Exercise set
- A) Answer these questions about the article on the Dasuya by-election:
(i) Under which IPC sections were FIRs registered against three candidates in Jalandhar during the 2007 assembly polls?
(ii) Where did the BJP candidate organize a rally after receiving the show cause notice?
(iii) For how long did Manornajan Kalia face trial in a Jalandhar court?
- B) Revise the part of the article on the Dasuya by-election starting at "punjab Updated: Jul" and ending at "in the constituency.", putting "marches" in place of "rallies".

Text segment
------------------------------------

The Election Commission of India (EC) has miserably failed to ensure strict compliance of its election code of conduct and provisions of Representation of People Act, thus putting a question mark on the "sanctity" of the entire poll process for the July 11 Dasuya by-election.

punjab Updated: Jul 10, 2012 23:30 IST
Jasdeep Singh Malhotra

The Election Commission of India (EC) has miserably failed to ensure strict compliance of its election code of conduct and provisions of Representation of People Act, thus putting a question mark on the "sanctity" of the entire poll process for the July 11 Dasuya by-election.


The commission has adopted a "selective" approach in dealing with rallies held by the state's bigwigs on public roads in the constituency.

Though FIRs under sections 188 (disobedience to order duly promulgated by public servant) and 283 (danger or obstruction in public way or lie of navigation) of the IPC were "immediately" registered against three candidates in Jalandhar for the same offence during the 2007 assembly polls, police were yet to book BJP candidate Sukhjit Kaur and her Congress rival Arun Dogra despite the fact that the duo held rallies on public roads at Buddobarkat and Giljian villages, respectively.

Instead, both candidates were served with show cause notices for poll code violation. These candidates, paying scant respect to the EC notices, again organised rallies on public roads at Kamahi Devi (BJP) and Ghogra village (Congress) even as video surveillance teams seemingly proved no deterrent for the "mighty and influential" politicians.

It is pertinent to mention here that BJP leader Manornajan Kalia, who was inducted as minister in the Punjab cabinet after the formation of the SAD-BJP government in 2007, was chargesheeted for holding a road rally. He faced trial in a Jalandhar court for over three years before his acquittal due to lack of evidence.

------------------------------------

Segmentation labeling items:
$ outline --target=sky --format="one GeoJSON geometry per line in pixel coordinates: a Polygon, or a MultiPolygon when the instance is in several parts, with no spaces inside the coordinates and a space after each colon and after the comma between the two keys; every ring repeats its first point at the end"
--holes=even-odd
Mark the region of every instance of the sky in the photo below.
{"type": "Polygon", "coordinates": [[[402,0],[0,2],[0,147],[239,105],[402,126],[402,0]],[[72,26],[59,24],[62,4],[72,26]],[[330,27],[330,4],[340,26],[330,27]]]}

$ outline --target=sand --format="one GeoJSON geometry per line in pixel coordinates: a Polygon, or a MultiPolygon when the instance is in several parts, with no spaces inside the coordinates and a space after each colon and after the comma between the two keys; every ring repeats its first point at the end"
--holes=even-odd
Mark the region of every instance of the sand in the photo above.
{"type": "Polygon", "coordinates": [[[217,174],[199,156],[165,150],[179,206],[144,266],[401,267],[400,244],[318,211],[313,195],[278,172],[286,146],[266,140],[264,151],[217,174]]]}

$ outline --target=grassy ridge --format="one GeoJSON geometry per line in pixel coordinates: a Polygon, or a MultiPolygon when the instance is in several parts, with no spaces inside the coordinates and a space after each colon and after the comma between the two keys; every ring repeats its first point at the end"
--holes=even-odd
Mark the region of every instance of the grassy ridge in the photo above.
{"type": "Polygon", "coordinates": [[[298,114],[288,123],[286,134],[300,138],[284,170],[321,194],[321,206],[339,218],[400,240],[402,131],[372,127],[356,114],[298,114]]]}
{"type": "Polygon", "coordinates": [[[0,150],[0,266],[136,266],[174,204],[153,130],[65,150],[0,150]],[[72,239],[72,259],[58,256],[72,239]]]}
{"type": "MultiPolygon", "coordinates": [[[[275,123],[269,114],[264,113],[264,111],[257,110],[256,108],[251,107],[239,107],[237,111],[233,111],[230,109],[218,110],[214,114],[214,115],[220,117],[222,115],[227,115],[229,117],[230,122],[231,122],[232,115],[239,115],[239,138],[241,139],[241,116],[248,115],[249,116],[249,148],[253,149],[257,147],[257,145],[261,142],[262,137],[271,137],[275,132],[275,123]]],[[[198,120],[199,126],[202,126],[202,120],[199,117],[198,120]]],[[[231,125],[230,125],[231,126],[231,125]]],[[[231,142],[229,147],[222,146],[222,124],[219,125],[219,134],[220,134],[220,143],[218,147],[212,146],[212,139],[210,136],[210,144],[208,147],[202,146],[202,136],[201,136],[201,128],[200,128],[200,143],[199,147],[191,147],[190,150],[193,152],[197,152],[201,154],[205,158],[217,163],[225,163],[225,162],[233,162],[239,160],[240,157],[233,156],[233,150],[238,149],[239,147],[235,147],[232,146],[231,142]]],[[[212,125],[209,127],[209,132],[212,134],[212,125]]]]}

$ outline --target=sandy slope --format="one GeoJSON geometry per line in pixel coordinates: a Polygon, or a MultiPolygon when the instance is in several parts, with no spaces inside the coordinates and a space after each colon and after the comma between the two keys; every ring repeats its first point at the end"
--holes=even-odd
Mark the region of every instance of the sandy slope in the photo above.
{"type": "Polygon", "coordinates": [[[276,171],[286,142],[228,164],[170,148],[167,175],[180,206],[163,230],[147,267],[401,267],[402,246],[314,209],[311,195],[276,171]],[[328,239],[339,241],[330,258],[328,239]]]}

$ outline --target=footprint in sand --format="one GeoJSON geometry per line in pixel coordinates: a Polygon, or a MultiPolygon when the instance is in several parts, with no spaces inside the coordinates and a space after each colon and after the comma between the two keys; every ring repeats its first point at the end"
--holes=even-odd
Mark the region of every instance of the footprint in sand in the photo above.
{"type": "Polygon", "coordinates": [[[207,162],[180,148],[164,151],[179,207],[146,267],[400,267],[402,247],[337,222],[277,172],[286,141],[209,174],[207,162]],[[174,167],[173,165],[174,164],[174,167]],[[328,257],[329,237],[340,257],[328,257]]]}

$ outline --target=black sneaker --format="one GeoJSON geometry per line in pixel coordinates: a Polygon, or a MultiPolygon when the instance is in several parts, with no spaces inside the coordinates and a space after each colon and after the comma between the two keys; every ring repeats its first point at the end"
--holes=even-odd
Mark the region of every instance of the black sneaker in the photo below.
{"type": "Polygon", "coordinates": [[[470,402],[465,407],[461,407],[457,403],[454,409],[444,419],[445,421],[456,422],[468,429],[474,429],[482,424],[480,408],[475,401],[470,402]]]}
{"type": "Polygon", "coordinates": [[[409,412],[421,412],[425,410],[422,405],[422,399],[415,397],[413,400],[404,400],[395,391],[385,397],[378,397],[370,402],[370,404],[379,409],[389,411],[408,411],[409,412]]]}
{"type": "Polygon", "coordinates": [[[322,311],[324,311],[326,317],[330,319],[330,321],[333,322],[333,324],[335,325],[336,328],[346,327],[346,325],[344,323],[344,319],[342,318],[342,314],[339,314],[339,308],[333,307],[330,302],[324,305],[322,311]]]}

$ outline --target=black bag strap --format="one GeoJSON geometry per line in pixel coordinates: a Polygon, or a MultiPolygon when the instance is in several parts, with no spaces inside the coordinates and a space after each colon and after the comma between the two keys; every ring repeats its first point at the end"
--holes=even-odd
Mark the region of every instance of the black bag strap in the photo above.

------------------------------------

Response list
- A)
(i) Sections 188 and 283
(ii) Kamahi Devi
(iii) Over three years

- B)
punjab Updated: Jul 10, 2012 23:30 IST
Jasdeep Singh Malhotra

The Election Commission of India (EC) has miserably failed to ensure strict compliance of its election code of conduct and provisions of Representation of People Act, thus putting a question mark on the "sanctity" of the entire poll process for the July 11 Dasuya by-election.


The commission has adopted a "selective" approach in dealing with marches held by the state's bigwigs on public roads in the constituency.